Given request —
Reproduce the listing below, substituting "image coordinates" for every occurrence of "pixel coordinates" and leaving all other text unchanged.

Input records —
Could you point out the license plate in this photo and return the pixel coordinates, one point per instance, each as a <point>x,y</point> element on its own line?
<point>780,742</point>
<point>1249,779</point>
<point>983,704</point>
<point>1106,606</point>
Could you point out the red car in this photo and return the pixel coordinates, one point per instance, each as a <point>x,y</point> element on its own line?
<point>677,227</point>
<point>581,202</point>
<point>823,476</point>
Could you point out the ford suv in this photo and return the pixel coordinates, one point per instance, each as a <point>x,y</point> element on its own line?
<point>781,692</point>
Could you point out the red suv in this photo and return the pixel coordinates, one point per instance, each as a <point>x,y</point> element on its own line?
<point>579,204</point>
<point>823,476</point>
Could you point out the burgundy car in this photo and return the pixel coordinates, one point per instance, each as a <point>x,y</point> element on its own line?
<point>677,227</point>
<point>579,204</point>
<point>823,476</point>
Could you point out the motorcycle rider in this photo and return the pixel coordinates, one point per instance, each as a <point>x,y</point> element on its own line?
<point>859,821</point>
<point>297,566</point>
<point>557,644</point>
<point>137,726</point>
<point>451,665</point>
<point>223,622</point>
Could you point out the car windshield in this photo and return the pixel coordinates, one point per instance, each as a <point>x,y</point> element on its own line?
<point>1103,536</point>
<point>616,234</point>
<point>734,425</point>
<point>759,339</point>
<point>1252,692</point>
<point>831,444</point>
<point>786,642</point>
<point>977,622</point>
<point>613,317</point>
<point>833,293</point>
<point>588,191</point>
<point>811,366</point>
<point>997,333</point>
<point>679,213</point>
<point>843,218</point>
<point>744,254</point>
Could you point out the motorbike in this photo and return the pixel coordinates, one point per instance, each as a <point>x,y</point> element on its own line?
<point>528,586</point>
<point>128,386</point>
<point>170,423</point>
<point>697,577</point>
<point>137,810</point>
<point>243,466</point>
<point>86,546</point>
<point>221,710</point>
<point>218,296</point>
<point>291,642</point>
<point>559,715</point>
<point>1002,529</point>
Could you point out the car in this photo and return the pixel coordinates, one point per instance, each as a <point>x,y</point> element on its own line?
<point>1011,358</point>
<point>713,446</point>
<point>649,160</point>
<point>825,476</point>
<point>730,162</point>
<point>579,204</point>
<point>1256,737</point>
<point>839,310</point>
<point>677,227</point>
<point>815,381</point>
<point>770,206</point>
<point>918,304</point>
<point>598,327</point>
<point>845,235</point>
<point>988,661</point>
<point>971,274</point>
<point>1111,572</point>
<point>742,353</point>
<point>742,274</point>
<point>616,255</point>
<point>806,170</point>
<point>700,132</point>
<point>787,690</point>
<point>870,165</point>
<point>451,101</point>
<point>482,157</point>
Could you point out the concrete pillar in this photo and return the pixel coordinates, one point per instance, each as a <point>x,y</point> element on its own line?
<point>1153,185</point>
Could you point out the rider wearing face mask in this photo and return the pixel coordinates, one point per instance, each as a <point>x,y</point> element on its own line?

Written solution —
Could you point out the license plate in this photo and return the image coordinates, one point per instance, each as a <point>x,y</point> element on its own line?
<point>780,742</point>
<point>1249,779</point>
<point>983,704</point>
<point>1106,606</point>
Could you point out the red car in this photo and return the image coordinates, one point per instance, each as a <point>x,y</point> element on its own line?
<point>677,227</point>
<point>581,202</point>
<point>823,476</point>
Could you point out the ford suv in this photo and return the image coordinates, one point per instance, each as a <point>x,y</point> element on its own line?
<point>781,692</point>
Could you point out the red suv in this photo and return the image coordinates, one point per instance, each as a <point>x,y</point> element on its own line?
<point>579,204</point>
<point>823,476</point>
Could you point out the burgundy car in this photo and return the image coordinates, one point per instance, each as a <point>x,y</point> element on its own line?
<point>677,227</point>
<point>579,204</point>
<point>823,476</point>
Could you point out the motorcycle rider in this photo and return the image coordinates, one point per instance, each as a <point>x,y</point> element on its own line?
<point>859,821</point>
<point>297,566</point>
<point>557,644</point>
<point>137,726</point>
<point>451,665</point>
<point>223,622</point>
Could you point out the car windshield in this photo and return the image coordinates, one point per instance, each as a <point>x,y</point> element on its own line?
<point>1103,536</point>
<point>616,234</point>
<point>734,425</point>
<point>759,339</point>
<point>1252,692</point>
<point>831,444</point>
<point>786,642</point>
<point>977,622</point>
<point>613,317</point>
<point>833,293</point>
<point>588,191</point>
<point>811,366</point>
<point>997,333</point>
<point>679,213</point>
<point>843,218</point>
<point>744,254</point>
Could you point out the motorbike in this photo and return the image coordinates, one point per instance, each as a <point>x,y</point> element on its own line?
<point>528,586</point>
<point>128,386</point>
<point>170,423</point>
<point>697,577</point>
<point>137,810</point>
<point>243,466</point>
<point>86,546</point>
<point>221,710</point>
<point>218,296</point>
<point>291,642</point>
<point>559,715</point>
<point>1002,529</point>
Could you point out the car in this photo and return the image coordinates, one point per instance, each as a <point>x,y</point> element on its own line?
<point>1011,358</point>
<point>713,446</point>
<point>649,160</point>
<point>825,476</point>
<point>730,162</point>
<point>579,204</point>
<point>1256,737</point>
<point>839,310</point>
<point>677,227</point>
<point>815,381</point>
<point>770,206</point>
<point>918,304</point>
<point>598,327</point>
<point>845,235</point>
<point>988,661</point>
<point>971,274</point>
<point>1111,572</point>
<point>742,353</point>
<point>742,274</point>
<point>616,255</point>
<point>806,170</point>
<point>700,132</point>
<point>787,690</point>
<point>870,165</point>
<point>451,101</point>
<point>482,157</point>
Could you point out the concrete pillar in this photo and return the image coordinates, one point per instance, each as a <point>x,y</point> element on its own line?
<point>1153,185</point>
Could you point out the rider wearing face mask in this photo and return the image coordinates, one point per instance, each as a <point>x,y</point> element on its own line?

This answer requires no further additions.